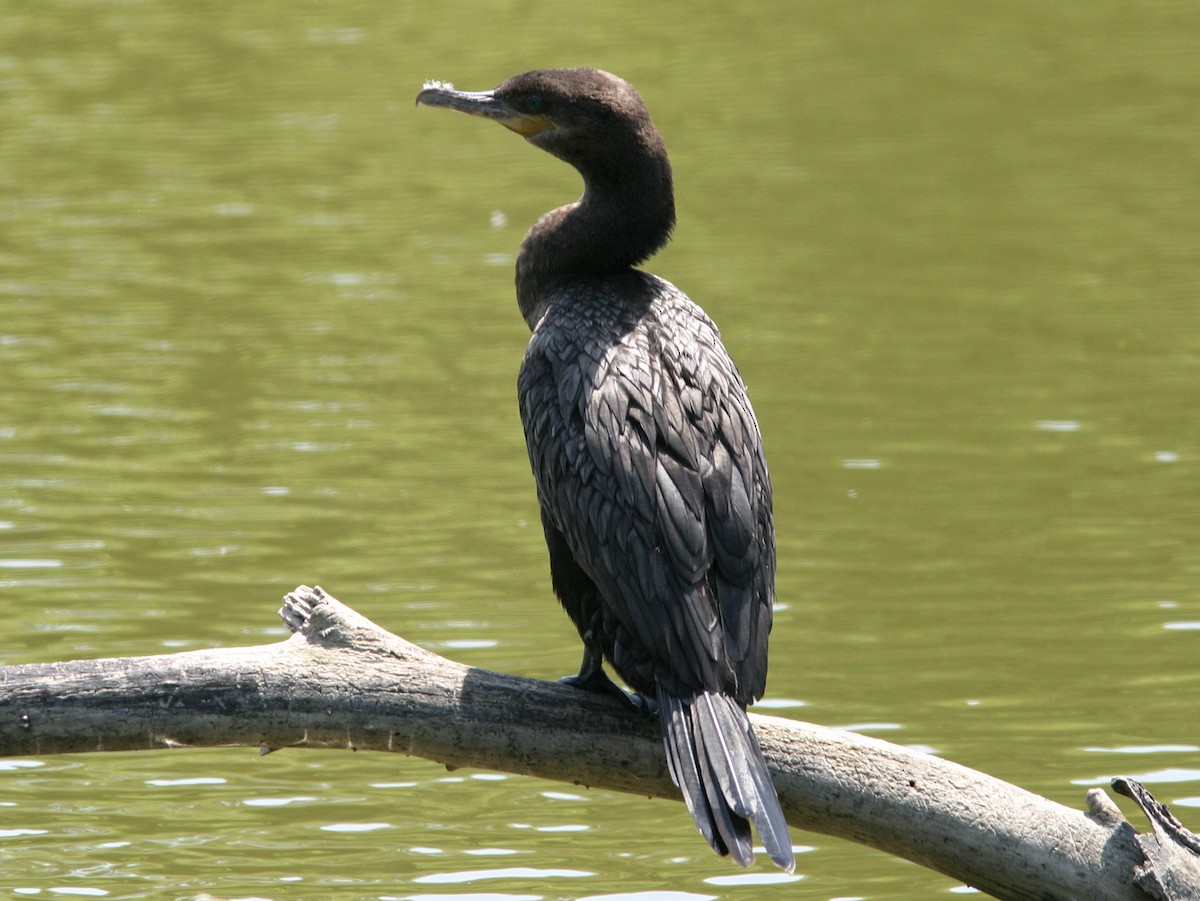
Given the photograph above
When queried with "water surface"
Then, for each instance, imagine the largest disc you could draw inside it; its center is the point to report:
(257, 329)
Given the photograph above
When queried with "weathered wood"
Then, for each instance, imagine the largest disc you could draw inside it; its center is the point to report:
(343, 682)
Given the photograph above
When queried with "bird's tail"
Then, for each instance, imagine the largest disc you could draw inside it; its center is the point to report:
(714, 758)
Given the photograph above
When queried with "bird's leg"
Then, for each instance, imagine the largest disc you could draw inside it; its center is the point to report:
(592, 677)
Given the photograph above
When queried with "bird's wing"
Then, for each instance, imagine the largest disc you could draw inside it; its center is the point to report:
(648, 460)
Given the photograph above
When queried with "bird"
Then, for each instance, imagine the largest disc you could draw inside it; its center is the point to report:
(649, 466)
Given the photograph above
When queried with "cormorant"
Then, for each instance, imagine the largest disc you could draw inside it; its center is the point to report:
(649, 466)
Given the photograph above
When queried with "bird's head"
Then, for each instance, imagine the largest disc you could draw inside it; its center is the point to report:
(581, 115)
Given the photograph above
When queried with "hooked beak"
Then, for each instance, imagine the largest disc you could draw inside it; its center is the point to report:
(483, 103)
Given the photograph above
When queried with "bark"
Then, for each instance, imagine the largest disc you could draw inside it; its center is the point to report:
(343, 682)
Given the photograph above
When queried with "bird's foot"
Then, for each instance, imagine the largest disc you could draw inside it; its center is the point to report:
(598, 680)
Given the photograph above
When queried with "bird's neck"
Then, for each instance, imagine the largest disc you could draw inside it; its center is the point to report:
(622, 218)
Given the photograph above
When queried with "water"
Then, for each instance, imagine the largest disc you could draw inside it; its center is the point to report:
(257, 330)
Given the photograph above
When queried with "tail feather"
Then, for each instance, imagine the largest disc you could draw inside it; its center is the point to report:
(715, 760)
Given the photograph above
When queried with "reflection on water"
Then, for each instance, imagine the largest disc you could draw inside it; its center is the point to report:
(257, 329)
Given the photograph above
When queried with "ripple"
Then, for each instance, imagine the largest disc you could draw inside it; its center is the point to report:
(511, 872)
(193, 781)
(354, 827)
(753, 880)
(1145, 749)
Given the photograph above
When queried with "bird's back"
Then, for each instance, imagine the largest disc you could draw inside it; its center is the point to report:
(649, 462)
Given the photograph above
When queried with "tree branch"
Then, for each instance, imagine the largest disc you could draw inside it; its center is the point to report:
(343, 682)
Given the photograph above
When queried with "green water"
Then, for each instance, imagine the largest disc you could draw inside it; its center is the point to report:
(257, 329)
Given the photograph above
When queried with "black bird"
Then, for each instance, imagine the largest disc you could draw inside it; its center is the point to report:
(651, 472)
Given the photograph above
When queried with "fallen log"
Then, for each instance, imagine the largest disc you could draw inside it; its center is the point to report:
(343, 682)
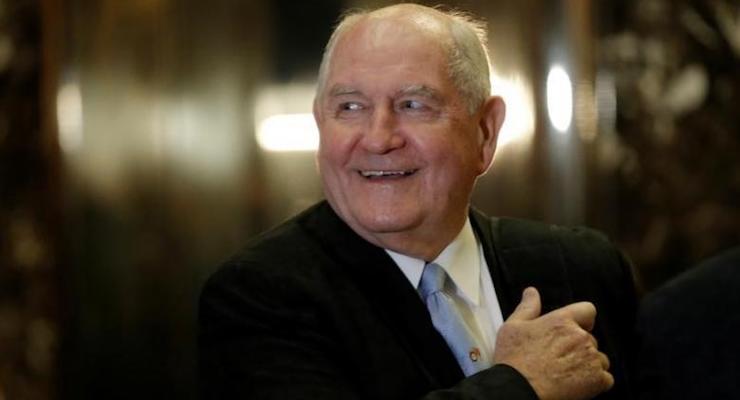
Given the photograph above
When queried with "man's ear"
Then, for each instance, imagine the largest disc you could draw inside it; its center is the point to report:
(316, 112)
(491, 119)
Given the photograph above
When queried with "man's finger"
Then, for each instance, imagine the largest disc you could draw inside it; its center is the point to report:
(583, 313)
(529, 308)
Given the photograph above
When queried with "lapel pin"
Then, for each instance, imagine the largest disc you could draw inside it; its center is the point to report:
(474, 354)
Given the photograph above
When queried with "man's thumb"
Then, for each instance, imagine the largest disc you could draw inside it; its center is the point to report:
(529, 308)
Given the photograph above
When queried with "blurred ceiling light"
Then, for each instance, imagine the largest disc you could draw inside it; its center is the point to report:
(69, 117)
(517, 94)
(559, 98)
(283, 118)
(288, 132)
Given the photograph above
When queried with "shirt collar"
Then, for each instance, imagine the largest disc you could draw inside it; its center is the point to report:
(460, 259)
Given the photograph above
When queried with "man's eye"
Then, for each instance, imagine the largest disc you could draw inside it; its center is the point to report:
(412, 105)
(350, 106)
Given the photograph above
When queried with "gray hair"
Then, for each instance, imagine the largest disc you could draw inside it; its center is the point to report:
(467, 54)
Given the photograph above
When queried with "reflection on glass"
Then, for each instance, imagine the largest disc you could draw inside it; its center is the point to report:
(559, 98)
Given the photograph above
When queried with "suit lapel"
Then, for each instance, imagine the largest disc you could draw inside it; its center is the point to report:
(388, 291)
(521, 254)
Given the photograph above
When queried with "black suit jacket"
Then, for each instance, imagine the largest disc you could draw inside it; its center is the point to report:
(310, 310)
(689, 331)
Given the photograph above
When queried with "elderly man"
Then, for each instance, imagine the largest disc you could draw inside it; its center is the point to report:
(394, 288)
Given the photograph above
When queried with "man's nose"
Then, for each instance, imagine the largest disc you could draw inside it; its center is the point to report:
(383, 136)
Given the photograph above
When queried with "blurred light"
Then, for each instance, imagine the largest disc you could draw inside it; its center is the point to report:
(559, 98)
(69, 117)
(288, 132)
(283, 118)
(520, 119)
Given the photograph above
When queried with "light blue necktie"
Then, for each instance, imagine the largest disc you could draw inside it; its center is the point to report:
(448, 321)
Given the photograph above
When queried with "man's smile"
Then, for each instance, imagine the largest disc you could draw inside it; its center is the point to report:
(386, 174)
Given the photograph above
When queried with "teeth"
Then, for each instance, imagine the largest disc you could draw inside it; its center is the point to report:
(368, 174)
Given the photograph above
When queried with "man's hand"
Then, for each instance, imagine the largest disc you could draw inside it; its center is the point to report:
(555, 351)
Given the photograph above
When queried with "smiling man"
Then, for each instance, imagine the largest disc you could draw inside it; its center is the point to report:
(394, 288)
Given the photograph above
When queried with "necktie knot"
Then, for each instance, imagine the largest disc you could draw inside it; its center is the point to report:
(448, 321)
(433, 280)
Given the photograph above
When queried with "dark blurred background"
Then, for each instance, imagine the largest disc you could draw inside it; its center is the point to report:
(143, 141)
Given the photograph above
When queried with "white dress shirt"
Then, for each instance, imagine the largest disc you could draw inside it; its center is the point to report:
(475, 295)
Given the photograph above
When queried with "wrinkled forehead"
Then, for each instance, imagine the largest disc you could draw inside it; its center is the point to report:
(395, 24)
(391, 37)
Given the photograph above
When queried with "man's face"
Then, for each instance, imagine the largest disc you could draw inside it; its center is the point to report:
(399, 152)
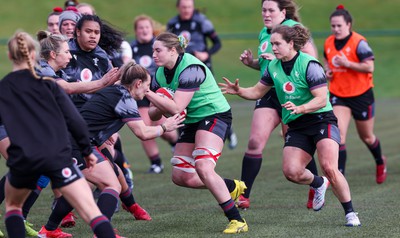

→ **Exercise prompt**
Your response should contain each line of the entries above that holds the string "water".

→ **Response below**
When queried with "water surface"
When queried with "water"
When queried with "reflection on water"
When queried with "green water"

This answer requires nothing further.